**Your goal:**
Starting at the first line and ending at the one with "# for each instance of the green leaf, put", give the lines of the listing again exactly, and nothing else; skip the pictures.

Information given below:

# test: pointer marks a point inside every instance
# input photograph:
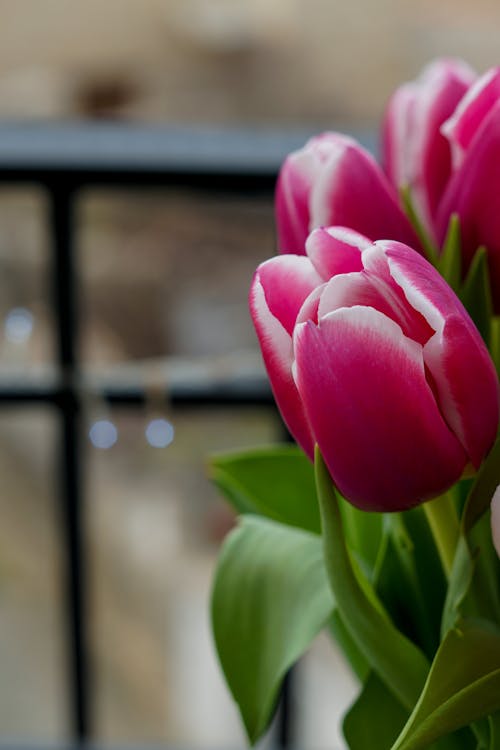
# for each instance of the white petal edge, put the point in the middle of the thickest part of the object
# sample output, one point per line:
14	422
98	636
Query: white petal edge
495	519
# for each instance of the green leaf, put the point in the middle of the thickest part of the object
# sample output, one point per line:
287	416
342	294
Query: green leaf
430	250
476	293
463	685
397	661
375	714
276	482
494	727
365	534
409	563
270	599
495	341
461	577
450	260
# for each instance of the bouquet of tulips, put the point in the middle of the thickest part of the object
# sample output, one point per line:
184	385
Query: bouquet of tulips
378	324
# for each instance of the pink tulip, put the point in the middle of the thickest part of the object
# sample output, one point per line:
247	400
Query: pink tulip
495	519
372	356
333	180
442	139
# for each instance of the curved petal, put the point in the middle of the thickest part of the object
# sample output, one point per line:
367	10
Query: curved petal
352	191
276	346
466	384
293	188
415	152
461	128
335	250
463	374
474	194
287	281
372	413
495	519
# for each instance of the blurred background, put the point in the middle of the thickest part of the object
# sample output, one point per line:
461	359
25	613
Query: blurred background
164	274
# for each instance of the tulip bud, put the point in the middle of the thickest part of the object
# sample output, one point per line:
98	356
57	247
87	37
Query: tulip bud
333	180
371	356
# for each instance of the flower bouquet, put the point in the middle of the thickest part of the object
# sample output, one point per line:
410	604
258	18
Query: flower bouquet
378	325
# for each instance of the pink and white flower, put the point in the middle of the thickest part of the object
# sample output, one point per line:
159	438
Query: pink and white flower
441	141
372	356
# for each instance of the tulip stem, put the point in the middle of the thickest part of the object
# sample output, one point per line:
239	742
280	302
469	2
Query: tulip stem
443	521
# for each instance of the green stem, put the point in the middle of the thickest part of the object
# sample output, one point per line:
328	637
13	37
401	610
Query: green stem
442	518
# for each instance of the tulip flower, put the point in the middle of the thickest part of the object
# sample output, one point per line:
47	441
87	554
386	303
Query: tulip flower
333	180
372	356
441	142
416	154
495	519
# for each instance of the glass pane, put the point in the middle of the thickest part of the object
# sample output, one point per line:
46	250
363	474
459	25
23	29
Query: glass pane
324	689
168	273
33	688
228	61
26	337
155	524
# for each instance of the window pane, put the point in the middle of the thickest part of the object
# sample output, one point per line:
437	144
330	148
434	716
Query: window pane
168	273
155	524
26	337
33	688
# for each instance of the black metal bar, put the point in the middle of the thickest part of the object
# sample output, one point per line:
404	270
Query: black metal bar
62	206
64	159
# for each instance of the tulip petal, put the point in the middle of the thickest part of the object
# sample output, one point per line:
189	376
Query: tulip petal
276	347
415	152
463	374
474	194
335	250
462	127
287	280
293	188
352	191
372	411
495	519
466	385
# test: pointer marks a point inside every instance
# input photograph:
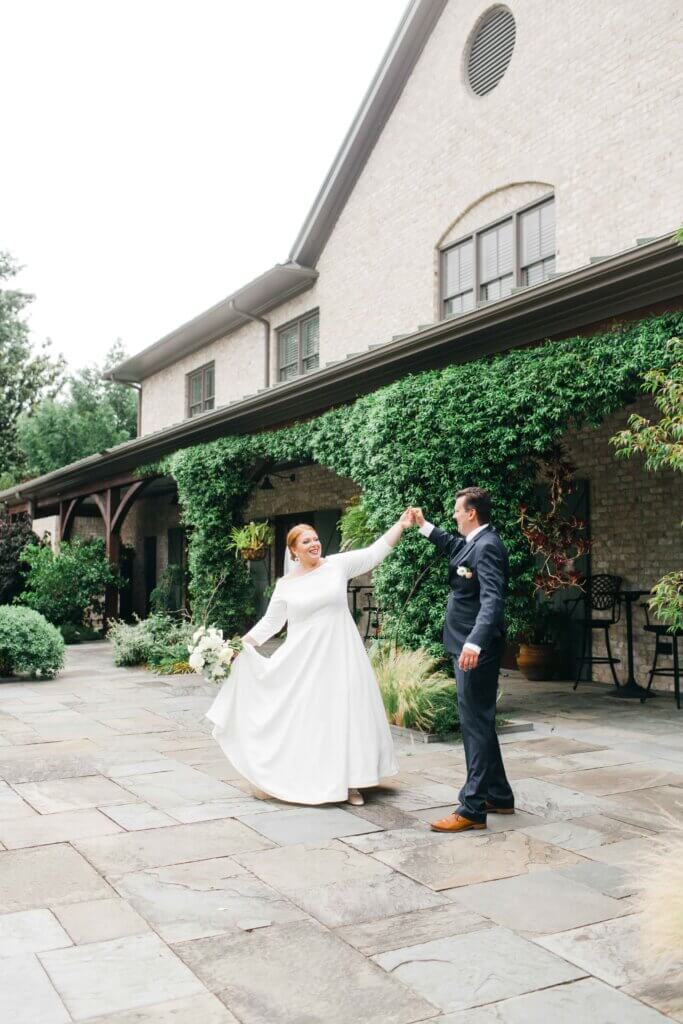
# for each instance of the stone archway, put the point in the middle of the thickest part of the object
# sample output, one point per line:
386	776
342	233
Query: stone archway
114	504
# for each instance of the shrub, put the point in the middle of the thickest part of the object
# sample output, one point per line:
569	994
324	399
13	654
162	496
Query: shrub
14	536
78	634
29	643
412	689
71	585
159	641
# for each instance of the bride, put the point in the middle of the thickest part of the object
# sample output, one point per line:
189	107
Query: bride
307	725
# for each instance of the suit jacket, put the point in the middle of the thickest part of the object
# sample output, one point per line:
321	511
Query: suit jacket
475	612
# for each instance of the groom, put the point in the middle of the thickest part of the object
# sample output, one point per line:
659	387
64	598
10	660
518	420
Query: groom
474	635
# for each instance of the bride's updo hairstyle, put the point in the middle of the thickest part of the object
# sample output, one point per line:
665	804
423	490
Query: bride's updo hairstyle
295	534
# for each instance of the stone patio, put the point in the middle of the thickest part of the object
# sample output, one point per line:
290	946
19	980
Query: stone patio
141	882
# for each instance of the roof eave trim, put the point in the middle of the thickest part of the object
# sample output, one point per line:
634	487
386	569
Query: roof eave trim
384	91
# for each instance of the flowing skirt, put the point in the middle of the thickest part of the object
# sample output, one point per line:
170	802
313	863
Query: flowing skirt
308	723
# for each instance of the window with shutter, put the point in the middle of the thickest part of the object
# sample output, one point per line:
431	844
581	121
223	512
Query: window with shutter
298	347
519	250
201	389
496	276
459	276
310	332
537	240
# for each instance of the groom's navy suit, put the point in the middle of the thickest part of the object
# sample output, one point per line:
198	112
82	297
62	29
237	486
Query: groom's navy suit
475	614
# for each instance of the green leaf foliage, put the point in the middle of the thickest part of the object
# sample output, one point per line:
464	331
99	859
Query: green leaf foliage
160	641
417	441
14	535
26	375
29	644
68	587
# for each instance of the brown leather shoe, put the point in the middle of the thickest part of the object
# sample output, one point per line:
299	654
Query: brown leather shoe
456	822
493	809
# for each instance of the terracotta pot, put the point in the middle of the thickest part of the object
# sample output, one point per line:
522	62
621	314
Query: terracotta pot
254	554
536	660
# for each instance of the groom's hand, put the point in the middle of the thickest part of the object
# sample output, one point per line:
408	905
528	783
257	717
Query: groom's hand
468	659
407	519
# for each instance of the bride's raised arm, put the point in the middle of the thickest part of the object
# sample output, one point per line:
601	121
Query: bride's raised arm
365	559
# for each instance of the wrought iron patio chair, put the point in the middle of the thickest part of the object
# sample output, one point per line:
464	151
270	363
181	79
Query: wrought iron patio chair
601	611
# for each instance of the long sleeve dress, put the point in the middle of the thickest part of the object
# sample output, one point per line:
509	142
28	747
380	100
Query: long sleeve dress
308	723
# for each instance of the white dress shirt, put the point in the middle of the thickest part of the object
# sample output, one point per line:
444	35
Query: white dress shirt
426	529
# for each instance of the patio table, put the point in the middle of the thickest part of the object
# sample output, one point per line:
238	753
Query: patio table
631	689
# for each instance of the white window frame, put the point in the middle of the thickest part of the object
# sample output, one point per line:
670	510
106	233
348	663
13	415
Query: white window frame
299	324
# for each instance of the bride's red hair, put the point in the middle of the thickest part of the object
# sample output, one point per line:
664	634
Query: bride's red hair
296	532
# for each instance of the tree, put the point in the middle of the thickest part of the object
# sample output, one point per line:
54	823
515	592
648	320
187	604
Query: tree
25	374
94	415
660	444
14	536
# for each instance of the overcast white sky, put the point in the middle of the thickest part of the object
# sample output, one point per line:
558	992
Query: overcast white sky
159	154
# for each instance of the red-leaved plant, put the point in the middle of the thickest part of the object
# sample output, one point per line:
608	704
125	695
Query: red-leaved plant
558	538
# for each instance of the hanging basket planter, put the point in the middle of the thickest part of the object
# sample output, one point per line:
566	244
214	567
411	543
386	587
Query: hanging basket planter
251	542
254	554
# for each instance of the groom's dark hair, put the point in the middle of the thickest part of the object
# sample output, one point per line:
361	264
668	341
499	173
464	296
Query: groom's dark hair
477	499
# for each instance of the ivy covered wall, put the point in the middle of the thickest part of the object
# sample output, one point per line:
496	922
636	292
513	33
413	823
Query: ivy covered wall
417	441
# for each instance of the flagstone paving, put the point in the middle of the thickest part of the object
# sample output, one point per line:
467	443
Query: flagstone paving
141	881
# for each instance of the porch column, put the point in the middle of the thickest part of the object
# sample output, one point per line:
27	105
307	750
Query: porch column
109	504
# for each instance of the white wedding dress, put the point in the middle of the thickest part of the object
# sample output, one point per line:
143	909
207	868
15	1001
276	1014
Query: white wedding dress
308	723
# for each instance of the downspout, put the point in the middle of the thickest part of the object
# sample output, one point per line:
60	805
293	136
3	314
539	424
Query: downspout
138	387
266	338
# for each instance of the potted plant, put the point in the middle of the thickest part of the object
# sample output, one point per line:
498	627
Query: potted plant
252	540
555	539
536	657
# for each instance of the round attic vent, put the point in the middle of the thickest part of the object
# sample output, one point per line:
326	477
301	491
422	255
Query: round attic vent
491	49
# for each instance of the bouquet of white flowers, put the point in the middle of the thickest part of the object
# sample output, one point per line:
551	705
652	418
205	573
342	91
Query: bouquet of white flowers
210	655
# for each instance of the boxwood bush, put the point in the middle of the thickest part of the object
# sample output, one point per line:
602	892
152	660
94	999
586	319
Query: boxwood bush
29	644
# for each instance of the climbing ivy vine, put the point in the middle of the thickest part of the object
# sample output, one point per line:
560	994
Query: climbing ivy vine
417	441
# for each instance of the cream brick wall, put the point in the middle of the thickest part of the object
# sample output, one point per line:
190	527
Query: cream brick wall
589	107
635	528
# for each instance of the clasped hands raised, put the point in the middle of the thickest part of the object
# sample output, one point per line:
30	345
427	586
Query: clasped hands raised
413	516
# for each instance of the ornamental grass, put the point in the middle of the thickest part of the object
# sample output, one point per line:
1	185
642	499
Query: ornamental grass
410	685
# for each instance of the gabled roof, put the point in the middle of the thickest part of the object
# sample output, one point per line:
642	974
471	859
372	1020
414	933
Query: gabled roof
287	280
630	281
280	283
387	85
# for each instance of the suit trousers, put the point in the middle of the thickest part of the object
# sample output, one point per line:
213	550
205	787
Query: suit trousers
486	780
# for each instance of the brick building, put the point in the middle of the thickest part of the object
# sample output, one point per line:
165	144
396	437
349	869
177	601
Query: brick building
511	175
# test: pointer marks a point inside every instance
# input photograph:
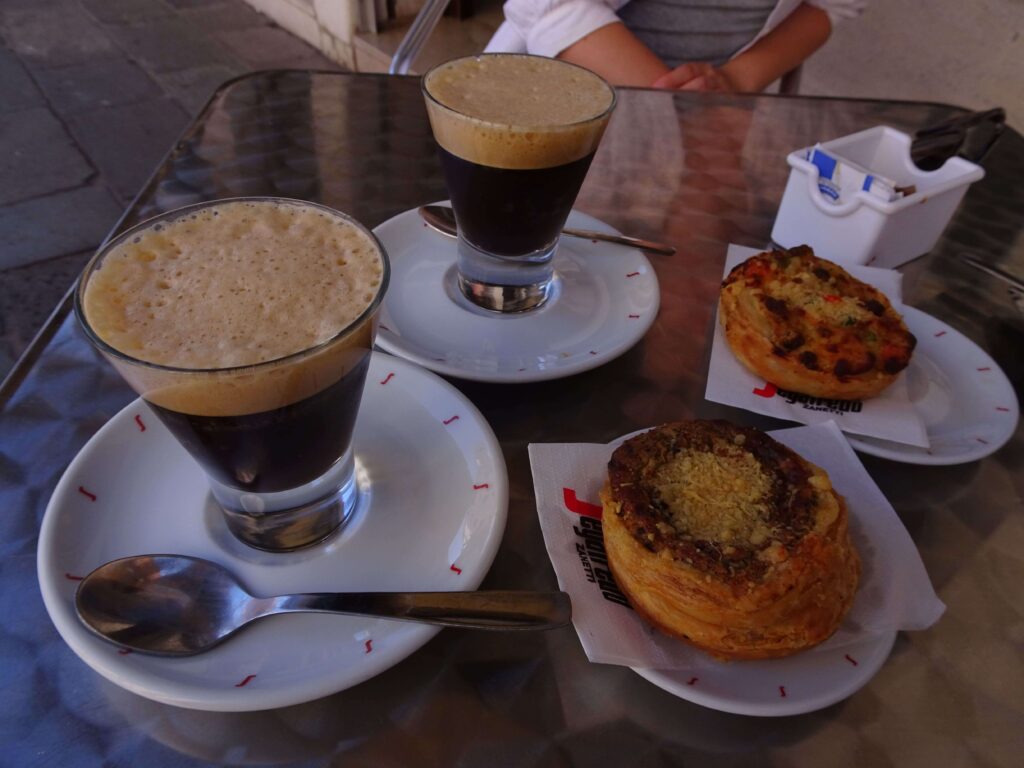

End of Information given.

**Reply:**
# test: pointer marks a point inside every instance
# input photograph:
# for each instance of the white petal edge, put the point in the middle of the thickest part of the object
# sample output, one point per line:
14	422
98	636
Query: white petal edge
495	519
# for each instance of the green leaf, put the point in the middle of the thickest part of the object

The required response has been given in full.